Task brief
Continue the biographical text below on Ali Hassan al-Majid, picking up after its final sentence about his year of birth.

Text segment
* * * * *

A first cousin of former President of Iraq Saddam
Hussein, he became notorious in the 1980s and 1990s for his role in the Iraqi
government's campaigns against internal opposition forces, namely the ethnic
Kurdish rebels of the north, and the Shia religious dissidents of the south.
Repressive measures included deportations and mass killings; al-Majid was
dubbed "Chemical Ali" by Iraqi Kurds for his use of chemical
weapons in attacks against them.
Al-Majid was captured following the 2003 invasion
of Iraq and was charged with war crimes, crimes against humanity and genocide.
He was convicted in June 2007 and was sentenced to death for crimes of genocide against the Kurds committed in the al-Anfal campaign of the 1980s. His
appeal of the death sentence was rejected on 4 September 2007, and he was
sentenced to death for the fourth time on 17 January 2010 and was hanged eight
days later, on 25 January 2010.
Early life
Ali Hassan al-Majid is thought to have been born in
1941 in al-Awja near Tikrit, though he claimed in court that he was born three
years later in 1944. The U.S., the United Nations and the Bank of England have
also listed an alternative birth year of 1943. 1939 and 1940 have also emerged
as possible birth years. Still, official Iraqi court documents and the vast
majority of journalistic obituaries cite 1941 as his approximate year of birth.

* * * * *

Data excerpt

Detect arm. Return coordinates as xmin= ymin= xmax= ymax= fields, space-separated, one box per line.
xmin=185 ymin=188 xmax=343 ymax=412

* * * * *

The result
He was a member of the Bejat clan of the al-Bu Nasir tribe, to which his elder
cousin Saddam Hussein also belonged; Saddam later relied heavily on the clan to
fill senior posts in his government. Like Saddam, al-Majid was a Sunni Muslim
who came from a poor family and had very little formal education. He worked as
a motorcycle messenger and driver in the Iraqi Army until the Ba'ath Party
seized power in 1968.
His rise thereafter, aided by his cousin Saddam,
was swift. He initially became an aide to Iraqi defence minister Hammadi Shihab
in the early 1970s after joining the Ba'ath party. He then became head of the government's Security Office, serving as an
enforcer for the increasingly powerful Saddam. In 1979 Saddam seized power,
pushing aside President Ahmed Hassan al-Bakr. At a videotaped assembly of
Ba'ath party officials in July 1979, Saddam read out the names of political
opponents, denouncing them as "traitors", and ordering that they be
removed one by one from the room; many were later executed. Al-Majid could be
seen in the background telling Saddam, "What you have done in the past was
good. What you will do in the future is good. But there's this one small point.
You have been too gentle, too merciful."
Al-Majid became one of Saddam's closest military
advisors and head of the Iraqi Intelligence Service, Iraqi secret police known
as the Mukhabarat. Following an unsuccessful assassination attempt on
Saddam in 1983 in the town of Dujail, north of Baghdad, al-Majid directed the
subsequent collective punishment operations in which scores of local men were
killed, thousands more inhabitants were deported and the entire town was razed
to the ground.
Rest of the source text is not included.